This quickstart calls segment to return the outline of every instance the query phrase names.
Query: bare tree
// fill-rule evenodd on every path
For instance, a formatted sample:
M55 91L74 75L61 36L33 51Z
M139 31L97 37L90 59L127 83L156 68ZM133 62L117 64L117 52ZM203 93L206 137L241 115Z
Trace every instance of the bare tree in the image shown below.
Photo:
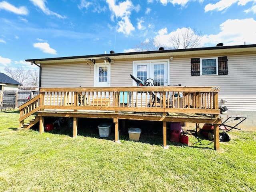
M175 32L164 35L170 37L167 40L165 40L165 37L161 40L161 36L158 35L154 38L141 42L140 44L135 45L134 49L136 51L146 51L157 50L160 47L164 47L165 49L195 48L200 46L203 36L200 31L189 27L178 29Z
M28 70L29 79L27 81L28 85L32 86L38 85L39 82L39 74L38 72L36 70Z
M22 84L24 84L28 77L28 74L27 71L23 69L22 67L19 66L15 68L5 67L4 70L10 75L12 78Z
M136 45L134 49L136 51L156 51L162 46L160 41L157 38L150 38L144 42L141 42L140 44Z
M180 29L174 33L169 39L171 46L174 49L195 48L200 46L203 34L196 28L190 27Z
M14 80L24 85L38 85L39 72L35 70L26 70L22 67L5 67L4 70Z

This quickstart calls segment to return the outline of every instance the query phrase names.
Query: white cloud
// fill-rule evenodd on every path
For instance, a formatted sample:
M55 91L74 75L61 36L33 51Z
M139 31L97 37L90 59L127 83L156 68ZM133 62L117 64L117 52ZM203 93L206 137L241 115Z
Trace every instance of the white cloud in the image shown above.
M49 53L54 55L57 54L56 50L51 48L50 47L50 45L48 43L34 43L33 46L34 47L39 48L44 53Z
M6 42L2 39L0 39L0 43L6 43Z
M209 3L207 4L204 7L205 12L216 10L217 11L222 11L229 8L233 4L237 3L238 5L244 6L247 3L252 2L256 3L256 0L220 0L218 2L213 4ZM252 11L254 13L256 12L255 6L253 6L250 9L246 10L246 12Z
M143 30L146 29L146 27L142 25L142 23L144 22L144 20L143 19L141 18L140 19L138 19L138 22L137 23L137 28L139 30Z
M24 18L23 18L21 17L19 17L19 19L20 19L20 20L22 21L25 23L27 23L28 22L28 20Z
M34 4L34 5L38 7L41 9L44 14L48 15L54 15L58 18L64 19L66 17L65 16L62 16L58 13L53 12L50 10L48 8L46 7L45 3L47 3L46 0L29 0Z
M134 6L130 0L126 0L118 5L116 4L116 0L107 0L106 2L110 10L113 12L111 17L112 20L114 21L115 16L121 19L121 20L118 22L119 27L117 31L126 35L130 34L135 29L130 19L131 12L133 10L138 11L140 9L140 6Z
M253 18L228 20L220 25L220 32L219 33L205 35L202 37L201 46L215 46L220 42L223 43L224 46L242 45L244 42L247 44L255 44L256 32L252 30L255 28L256 20ZM172 46L169 42L170 37L181 34L182 31L188 29L191 30L191 32L193 32L190 28L183 28L168 33L167 28L163 28L157 32L154 38L162 46L170 47Z
M80 2L80 4L78 5L79 9L82 10L84 8L86 9L88 8L90 5L92 4L91 2L88 2L86 0L81 0Z
M22 6L17 8L5 1L0 2L0 9L4 9L18 15L26 15L28 14L28 10L26 7Z
M216 10L217 11L222 11L230 7L238 0L221 0L215 4L209 3L204 7L204 11L207 12Z
M10 64L12 62L12 60L8 58L3 58L0 56L0 64L3 64L7 66L8 64Z
M24 61L23 60L20 60L19 61L14 61L14 63L15 64L23 64L24 65L27 65L27 64L31 64L31 63L30 62L27 62L26 61Z
M217 44L222 42L224 45L235 45L256 43L255 31L256 20L253 18L229 19L220 25L221 32L216 34L205 36L203 43Z
M195 1L195 0L156 0L156 1L160 1L164 6L166 6L168 3L170 3L173 5L181 5L182 6L185 6L188 2L190 1ZM199 2L202 2L204 0L198 0ZM148 3L152 3L154 0L148 0Z
M119 26L117 29L118 32L121 32L124 34L128 35L135 29L128 17L124 17L121 21L118 22L118 25Z
M90 8L90 10L98 13L104 12L107 9L106 6L101 6L100 4L96 1L88 2L86 0L80 0L80 4L78 5L78 6L80 10L84 8L86 10Z
M36 40L41 42L47 42L47 41L48 41L47 40L44 40L43 39L40 39L39 38L37 38Z
M248 13L249 12L252 12L254 14L256 14L256 5L252 6L250 8L246 9L246 10L244 10L244 12L246 13Z
M125 53L130 53L131 52L136 52L136 51L137 50L134 49L125 49L124 50Z

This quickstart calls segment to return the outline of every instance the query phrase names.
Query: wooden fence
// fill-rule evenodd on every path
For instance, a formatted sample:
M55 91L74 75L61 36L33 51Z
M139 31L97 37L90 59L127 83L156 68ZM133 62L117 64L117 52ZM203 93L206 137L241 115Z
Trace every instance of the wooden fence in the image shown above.
M15 105L15 108L26 102L39 93L39 91L31 90L2 90L0 91L0 102L10 103Z

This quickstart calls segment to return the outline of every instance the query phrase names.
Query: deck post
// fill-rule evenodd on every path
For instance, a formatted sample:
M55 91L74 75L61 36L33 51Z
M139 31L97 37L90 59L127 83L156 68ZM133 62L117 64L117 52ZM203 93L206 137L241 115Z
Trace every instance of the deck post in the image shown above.
M115 124L115 141L119 142L119 132L118 130L118 119L114 118L113 122Z
M20 122L20 126L19 126L19 128L20 129L23 126L23 124L24 124L24 120Z
M200 126L199 123L196 123L196 135L200 135Z
M219 125L213 124L213 135L214 135L214 150L220 150L220 131Z
M164 149L168 149L168 146L166 144L166 140L167 140L167 126L166 126L166 121L163 121L163 145L164 145Z
M73 118L73 138L77 137L77 118L74 117Z
M43 133L44 131L44 117L40 116L39 117L39 133L40 134Z

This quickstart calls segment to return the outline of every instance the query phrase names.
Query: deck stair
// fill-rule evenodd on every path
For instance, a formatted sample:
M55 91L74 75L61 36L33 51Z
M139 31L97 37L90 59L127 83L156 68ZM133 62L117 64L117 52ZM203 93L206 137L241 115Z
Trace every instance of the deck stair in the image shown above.
M25 129L29 129L33 127L39 122L39 117L36 116L35 118L30 121L29 123L23 124L23 128Z

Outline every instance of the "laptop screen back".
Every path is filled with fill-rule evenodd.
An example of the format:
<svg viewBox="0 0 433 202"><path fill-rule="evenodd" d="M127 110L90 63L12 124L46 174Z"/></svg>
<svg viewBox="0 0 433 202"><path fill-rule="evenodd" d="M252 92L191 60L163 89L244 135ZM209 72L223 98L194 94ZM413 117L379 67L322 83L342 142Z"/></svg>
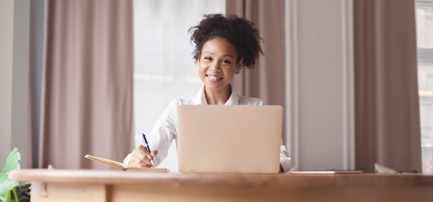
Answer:
<svg viewBox="0 0 433 202"><path fill-rule="evenodd" d="M277 173L283 109L271 105L180 105L178 170Z"/></svg>

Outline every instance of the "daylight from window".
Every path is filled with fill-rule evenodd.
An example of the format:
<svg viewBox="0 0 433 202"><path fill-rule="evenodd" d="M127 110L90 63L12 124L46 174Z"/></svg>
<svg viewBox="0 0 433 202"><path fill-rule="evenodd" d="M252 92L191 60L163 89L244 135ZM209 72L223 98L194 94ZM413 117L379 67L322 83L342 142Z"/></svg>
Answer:
<svg viewBox="0 0 433 202"><path fill-rule="evenodd" d="M418 87L423 172L433 174L433 1L416 1Z"/></svg>

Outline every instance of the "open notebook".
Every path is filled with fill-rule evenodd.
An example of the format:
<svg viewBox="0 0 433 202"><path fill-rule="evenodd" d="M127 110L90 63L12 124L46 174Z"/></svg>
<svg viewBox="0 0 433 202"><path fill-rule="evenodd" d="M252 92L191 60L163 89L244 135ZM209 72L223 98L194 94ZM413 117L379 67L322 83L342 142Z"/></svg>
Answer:
<svg viewBox="0 0 433 202"><path fill-rule="evenodd" d="M114 167L116 168L121 169L126 171L142 171L142 172L168 172L168 169L165 168L153 168L153 167L140 167L134 166L124 166L123 163L117 162L113 160L109 160L101 157L98 157L92 155L87 154L84 156L86 158L93 160L100 163L105 163L108 165Z"/></svg>
<svg viewBox="0 0 433 202"><path fill-rule="evenodd" d="M178 171L279 171L283 108L258 105L180 105Z"/></svg>

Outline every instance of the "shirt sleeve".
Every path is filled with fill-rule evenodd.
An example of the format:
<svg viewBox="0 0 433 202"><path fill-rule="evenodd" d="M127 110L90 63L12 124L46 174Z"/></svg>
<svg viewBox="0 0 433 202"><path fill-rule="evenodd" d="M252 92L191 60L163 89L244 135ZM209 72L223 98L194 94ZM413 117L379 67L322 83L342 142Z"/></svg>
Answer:
<svg viewBox="0 0 433 202"><path fill-rule="evenodd" d="M292 168L292 160L288 157L286 146L279 147L279 164L283 167L283 172L286 173Z"/></svg>
<svg viewBox="0 0 433 202"><path fill-rule="evenodd" d="M154 167L158 166L167 157L172 142L176 138L177 105L177 100L170 102L149 134L149 147L151 150L158 150L158 155L154 158ZM123 160L125 165L129 163L131 155L131 154L128 154Z"/></svg>

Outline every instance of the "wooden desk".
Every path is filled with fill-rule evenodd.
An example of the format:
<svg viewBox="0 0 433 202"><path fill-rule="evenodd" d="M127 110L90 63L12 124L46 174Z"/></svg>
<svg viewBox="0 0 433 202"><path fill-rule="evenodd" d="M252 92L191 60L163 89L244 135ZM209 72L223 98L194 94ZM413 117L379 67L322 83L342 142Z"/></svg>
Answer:
<svg viewBox="0 0 433 202"><path fill-rule="evenodd" d="M183 174L21 169L32 201L433 201L422 174Z"/></svg>

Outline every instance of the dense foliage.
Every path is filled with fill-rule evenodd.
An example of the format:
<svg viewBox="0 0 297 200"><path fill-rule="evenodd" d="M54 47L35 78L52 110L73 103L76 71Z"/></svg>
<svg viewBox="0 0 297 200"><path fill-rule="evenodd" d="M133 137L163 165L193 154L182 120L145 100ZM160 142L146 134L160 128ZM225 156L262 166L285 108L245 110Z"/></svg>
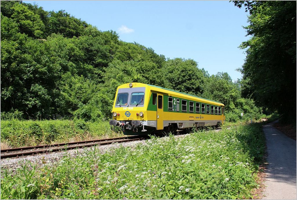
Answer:
<svg viewBox="0 0 297 200"><path fill-rule="evenodd" d="M260 116L253 101L241 97L240 80L233 82L225 73L210 76L192 60L165 59L64 11L4 1L1 21L2 119L59 114L106 119L116 87L132 81L219 101L231 121L239 119L241 112L248 113L247 119Z"/></svg>
<svg viewBox="0 0 297 200"><path fill-rule="evenodd" d="M259 106L296 120L296 1L234 1L250 14L244 28L243 93Z"/></svg>
<svg viewBox="0 0 297 200"><path fill-rule="evenodd" d="M253 198L264 155L261 124L146 140L136 147L96 149L38 167L2 168L1 199ZM46 160L42 160L46 163Z"/></svg>
<svg viewBox="0 0 297 200"><path fill-rule="evenodd" d="M124 136L110 130L108 122L81 119L1 120L1 148Z"/></svg>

---

### [TASK DESCRIPTION]
Count how many lines of the items above contain the string "deck". Reply with only that number.

### [REPLY TO THE EXERCISE]
4